__Goal__. Transcribe all records exactly.

>>

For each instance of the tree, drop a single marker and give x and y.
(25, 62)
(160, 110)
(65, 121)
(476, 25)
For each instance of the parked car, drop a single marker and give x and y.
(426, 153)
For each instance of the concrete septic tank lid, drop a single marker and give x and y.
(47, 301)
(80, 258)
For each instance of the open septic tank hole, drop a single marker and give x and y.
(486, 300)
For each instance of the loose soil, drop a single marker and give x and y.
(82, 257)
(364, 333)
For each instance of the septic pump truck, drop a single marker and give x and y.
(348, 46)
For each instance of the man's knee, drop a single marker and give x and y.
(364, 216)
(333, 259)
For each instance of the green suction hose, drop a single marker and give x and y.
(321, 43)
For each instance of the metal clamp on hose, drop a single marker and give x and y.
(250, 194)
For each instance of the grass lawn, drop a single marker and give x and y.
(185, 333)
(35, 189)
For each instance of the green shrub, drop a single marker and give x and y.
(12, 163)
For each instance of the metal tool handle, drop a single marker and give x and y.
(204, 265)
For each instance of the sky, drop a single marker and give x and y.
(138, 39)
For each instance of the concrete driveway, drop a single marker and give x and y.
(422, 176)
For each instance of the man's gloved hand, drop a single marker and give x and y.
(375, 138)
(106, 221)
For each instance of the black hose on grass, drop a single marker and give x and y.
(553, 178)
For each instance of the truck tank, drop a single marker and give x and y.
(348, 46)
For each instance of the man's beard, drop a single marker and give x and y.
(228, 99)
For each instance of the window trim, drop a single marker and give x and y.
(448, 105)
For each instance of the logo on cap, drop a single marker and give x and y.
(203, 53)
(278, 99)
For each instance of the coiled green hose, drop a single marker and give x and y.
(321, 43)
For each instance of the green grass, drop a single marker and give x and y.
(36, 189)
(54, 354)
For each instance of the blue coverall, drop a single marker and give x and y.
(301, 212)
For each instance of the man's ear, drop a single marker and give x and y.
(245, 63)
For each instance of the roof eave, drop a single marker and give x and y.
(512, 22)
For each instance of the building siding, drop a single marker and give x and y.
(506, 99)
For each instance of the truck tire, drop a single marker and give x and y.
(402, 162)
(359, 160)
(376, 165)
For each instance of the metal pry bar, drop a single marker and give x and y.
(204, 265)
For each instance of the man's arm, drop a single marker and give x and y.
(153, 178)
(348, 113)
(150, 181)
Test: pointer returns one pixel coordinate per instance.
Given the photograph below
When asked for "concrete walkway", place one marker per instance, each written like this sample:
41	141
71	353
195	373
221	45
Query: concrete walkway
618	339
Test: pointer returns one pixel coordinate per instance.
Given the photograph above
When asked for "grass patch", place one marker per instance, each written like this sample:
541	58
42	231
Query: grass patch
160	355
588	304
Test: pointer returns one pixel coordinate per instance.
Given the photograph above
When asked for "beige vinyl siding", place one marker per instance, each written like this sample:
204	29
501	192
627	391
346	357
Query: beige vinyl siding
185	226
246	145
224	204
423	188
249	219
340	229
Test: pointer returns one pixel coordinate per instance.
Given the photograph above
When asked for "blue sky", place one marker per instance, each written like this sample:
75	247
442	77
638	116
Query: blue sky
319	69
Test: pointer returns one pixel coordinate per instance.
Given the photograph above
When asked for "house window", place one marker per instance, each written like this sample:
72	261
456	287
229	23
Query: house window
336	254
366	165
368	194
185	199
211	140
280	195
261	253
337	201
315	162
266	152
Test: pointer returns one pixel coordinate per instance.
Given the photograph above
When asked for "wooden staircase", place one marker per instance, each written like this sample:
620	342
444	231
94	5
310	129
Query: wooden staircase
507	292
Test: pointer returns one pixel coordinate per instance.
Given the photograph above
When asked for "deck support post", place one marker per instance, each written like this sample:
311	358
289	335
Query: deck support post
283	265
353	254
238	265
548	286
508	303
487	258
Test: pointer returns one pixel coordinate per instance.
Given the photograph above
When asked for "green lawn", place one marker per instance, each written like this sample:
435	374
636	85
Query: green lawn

<<

__Response__.
For each instance of the tree, drop a single marker and give x and y.
(25, 62)
(160, 110)
(65, 121)
(476, 25)
For each instance of the parked car, drop a single marker and give x and y.
(426, 153)
For each instance of the concrete septic tank lid, drop a single marker and give x and y.
(47, 301)
(80, 258)
For each instance of the open septic tank hole, drop a single marker and give x and y.
(486, 300)
For each instance of the loose soil, drop a single marker and give x and y.
(82, 257)
(364, 333)
For each instance of the septic pump truck, drop a single marker and give x and y.
(348, 46)
For each instance of the man's knee, drop a single marker and give x and y.
(364, 216)
(333, 259)
For each instance of the green suction hose, drop a single marker and give x and y.
(321, 43)
For each instance of the metal clamp on hose, drop a single marker and give x and y.
(250, 194)
For each instance of the grass lawn, drop a single marker and give x and y.
(185, 333)
(35, 189)
For each instance of the green shrub, drop a single marker and give x and y.
(12, 163)
For each instance of the metal tool handle, drop a single marker and give x and y.
(204, 265)
For each instance of the sky, drop a single marker and give x and y.
(138, 39)
For each instance of the concrete driveway, drop a single marker and give x and y.
(422, 176)
For each instance of the man's gloved hand, drop a single marker and give x and y.
(375, 138)
(106, 221)
For each instance of the black hose on grass, drop a single marker and give x and y.
(553, 178)
For each instance of the truck tank, drop a single marker and give x and y.
(348, 46)
For each instance of the man's beard, drop a single marker and give x and y.
(228, 99)
For each instance of the window trim, drop a single marker and give x and y.
(448, 105)
For each instance of the logo on cap, drop a single marker and give x and y.
(203, 53)
(278, 99)
For each instance of the coiled green hose, drop a single marker and give x and y.
(321, 43)
For each instance of the green grass, drop a single marker and give x and y.
(36, 189)
(54, 354)
For each instance of the blue coverall, drop a single marker and give x and y.
(301, 212)
For each instance of the man's ear, drop a single marker and give x and y.
(245, 63)
For each instance of the roof eave, drop a single marker and give x and y.
(512, 22)
For each instance of the building siding, drop a single marker and give x and y.
(506, 99)
For each instance of the truck tire, drop a single marker and give x and y.
(402, 162)
(359, 160)
(376, 165)
For each instance of the metal pry bar, drop a single marker and give x and y.
(204, 265)
For each instance of the man's arm, drop a single marker and give x and y.
(153, 178)
(348, 113)
(150, 181)
Test: pointer returns one pixel coordinate per instance.
Given the photograph below
When asked for "concrete walkway", place one marker per instance, each written like this sample:
41	141
71	353
195	373
221	45
Query: concrete walkway
618	339
Test: pointer returns one pixel coordinate per instance.
Given the photograph above
When asked for "grass patch", place one marker per instance, each written like this sample:
541	58
42	231
Query: grass patch
160	355
588	304
Test: pointer returns one pixel coordinate per instance.
Given the photograph above
When asked for "beige vinyl siding", place one marker per instance, each written like this sample:
204	29
501	192
627	391
346	357
Query: beige vinyl siding
185	226
246	145
224	204
423	188
249	219
340	229
Test: pointer returns one pixel coordinate per instance.
Given the photograph above
When asked for "blue sky", place one marker per instance, each written like this sample:
75	247
442	77
638	116
Query: blue sky
319	69
Test: pointer returns one pixel coordinate per instance.
Given the photograph above
When asked for "house window", place one marker per instance, each written like this sample:
72	261
456	287
229	23
Query: house window
336	254
366	165
368	194
185	199
211	140
280	195
261	253
337	201
315	162
266	152
Test: pointer returns one pixel coordinate per instance.
Given the photograph above
When asked for "wooden staircase", place one marker per instance, each written like this sample:
620	342
444	231
94	5
310	129
Query: wooden staircase
507	292
Test: pointer returns one pixel coordinate per instance.
Given the photograph above
When asked for "deck support post", place one marker per instance, each written like this sample:
311	358
289	335
Query: deck support post
283	265
353	254
238	265
548	286
508	303
487	258
Test: pointer returns one pixel coordinate per instance.
Given the photograph above
When asked for "green lawn", place one marker per instance, each written like this sample:
435	374
636	85
Query: green lawn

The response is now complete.